----- Estratto da leggere -----

Il “romanzo di formazione” è un filone che ha riscosso sempre un grande successo, forse per i suoi personaggi spesso irriverenti e border-line, forse perché copre una fascia di età di lettori estremamente ampia, o semplicemente perché la maggior parte di noi non ha avuto il coraggio o l’occasione di vivere certe esperienze e vuole colmare la malinconia che ci coglie quando pensiamo alle “cose che avrei dovuto fare”.

Da questo punto di vista, il romanzo di Zeno Cavalla non si discosta di un millimetro dai dogmi del genere, a partire dal fatto che la “formazione” intesa come maturazione dei o del personaggio principale avviene grazie ad un viaggio, che in questo caso è il famigerato Erasmus: una delle più grandi occasioni di crescita personale, intellettuale e professionale offerta alle generazioni nate o cresciute nel contesto dell’Europa Unita è spesso interpretata come una gigantesca vacanza in cui dare sfogo alle parti peggiori del proprio essere e fare tutto ciò che solo in vacanza è concesso; l’integrazione tra nazionalità diverse è ridotta al condividere con gli stranieri alcolici e, quando possibile, il letto (no, non per dormire).

Tropposexyperlavorare Z, alias Gianluca Morozzi, è protagonista e narratore della vicenda. Anzi, per essere assolutamente precisi, il romanzo che leggete è “scritto” da lui stesso qualche anno dopo l’Erasmus in Portogallo, ed è qui che Zeno Cavalla abbandona la tradizione: quello che sembra un semplice escamotage letterario è in realtà la chiave di volta del romanzo e della sua filosofia; non è più un semplice “romanzo di formazione” quanto piuttosto quello che potremmo definire un “romanzo di distruzione”, inteso nel duplice significato dell’autodistruzione a cui si sottopone il protagonista nel periodo dell’Erasmus ed in quello subito successivo, nonché in quello della comprensione che tutto ciò che facciamo entra nel tritacarne della storia e, anche se rimane nei ricordi, oggettivamente non esiste più.
In questo caso non c’è una semplice presa di coscienza del protagonista del fatto di essere cresciuto e maturato, quanto piuttosto si configura la necessità del narratore di mettere un punto a ciò che è stato e proiettarsi in ciò che sarà, delimitando chiaramente i confini di un periodo bello, irripetibile, ma pur sempre passato e chiudendo i ricordi nello scrigno della memoria.

----- Materiale fornito -----

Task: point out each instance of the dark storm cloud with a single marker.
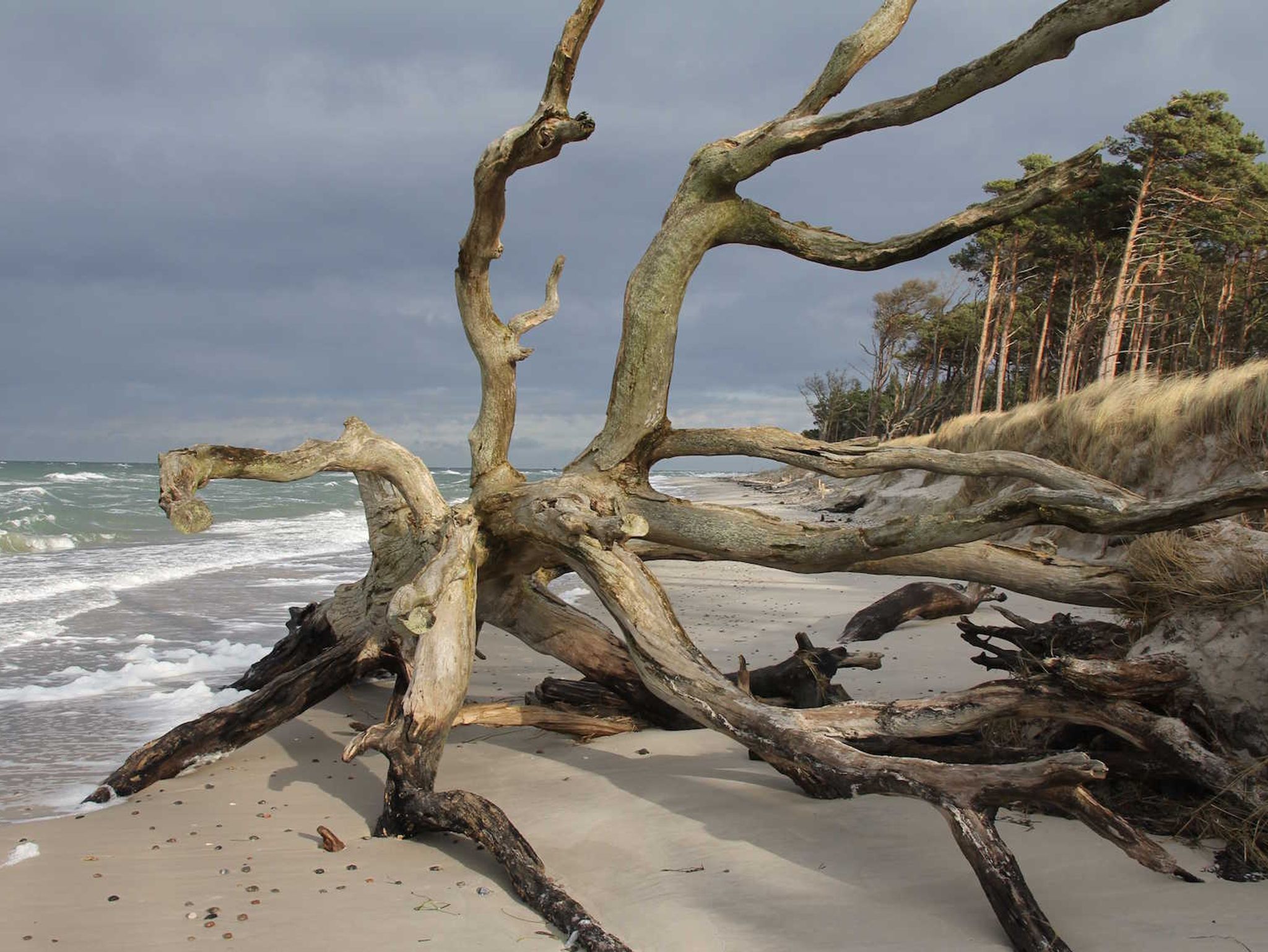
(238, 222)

-----
----- Materiale fornito -----

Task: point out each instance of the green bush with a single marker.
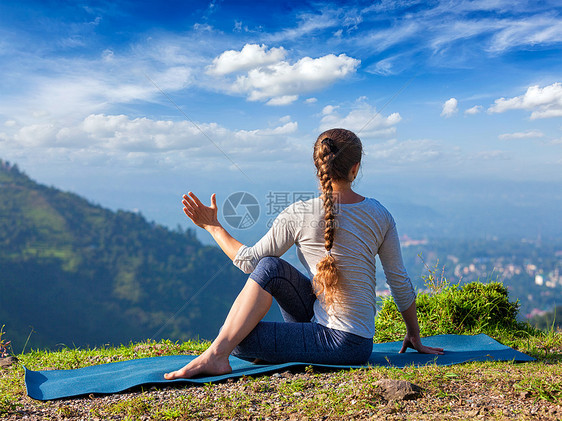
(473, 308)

-----

→ Descrizione esercizio
Come si traduce in inglese la frase «Tropposexyperlavorare Z, alias Gianluca Morozzi, è protagonista e narratore della vicenda.», presa dall'estratto sul romanzo di formazione?

→ Risultato esercizio
Tropposexyperlavorare Z, alias Gianluca Morozzi, is the protagonist and narrator of the story.